#### [STATED GOAL 1]
From the Growing Success planning notes below, list the six learning skills and work habits they name.
#### [STATED GOAL 2]
Pick up the Growing Success planning notes below where they stop, and write the next part in the same style.
* Start PASSAGE *
Monday, 31 October 2016

Growing Success Elements of Planning


Instructional Planning: Backwards Design                                       Grade Group: 4

ELEMENTS
GROWING SUCCESS MESSAGE
TEACHER CANDIDATE FRIENDLY LANGUAGE
Achievement Chart Categories
Achievement Chart: A standard, province-wide guide to be used by teachers to make judgements about student work based on clear performance standards.

Knowledge and Understanding: Subject-specific content acquired in each grade/course (knowledge), and the comprehension of its meaning and significance (understanding)

Thinking: The use of critical and creative thinking skills and/or processes

Communication: The conveying of meaning through various forms

Application: The use of knowledge and skills to make connections within and between various contexts
Teachers use an achievement chart, which has four different categories of knowledge, and skills that are used in both elementary school and secondary school that are used in all subject areas and disciples. The four different categories are: knowledge and understanding, thinking, communication and application
Learning Skills and Work Habits
Learning Skills and Work Habits: The skills and habits that can be demonstrated by a student across all subjects, courses, and grades and in other behaviour at school. These learning skills and work habits promote student achievement of the curriculum expectations. The six skills and habits are: responsibility, organization, independent work, collaboration, initiative, and self-regulation.
* End PASSAGE *
* Start MATERIAL *
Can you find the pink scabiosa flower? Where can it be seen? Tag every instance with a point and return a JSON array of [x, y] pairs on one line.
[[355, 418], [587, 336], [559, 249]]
* End MATERIAL *
#### [EXERCISE RESPONSE 1]
responsibility, organization, independent work, collaboration, initiative, self-regulation

#### [EXERCISE RESPONSE 2]
Responsibly
Organization
Independent Work
Collaboration
Initiative:
Self- regulation:
Learning skills and work habits are a developmental and crucial part of student learning. These learning skills and work habits promote student achievement while working closely with the curriculum expectations.
Learning Goals
Learning Goals: Brief statements that describe for a student what he or she should know and be able to do by the end of a period of instruction (e.g., a lesson, series of lessons, or subtask). The goals represent subsets or clusters of knowledge and skills that the student must master to successfully achieve the overall curriculum expectations.

Learning goals are to be said before a teacher is about to do his/her lesson. Learning goals are brief statements that inform the students what they are going to learn by the end of the lesson. These goals should be explicitly available to every student. What students can do to be successful
Purpose and Nature of Assessment
Purpose and Nature of Assessment:

Assessment for learning. The ongoing process of gathering and interpreting evidence about student learning for the purpose of determining where students are in their learning, where they need to go, and how best to get there.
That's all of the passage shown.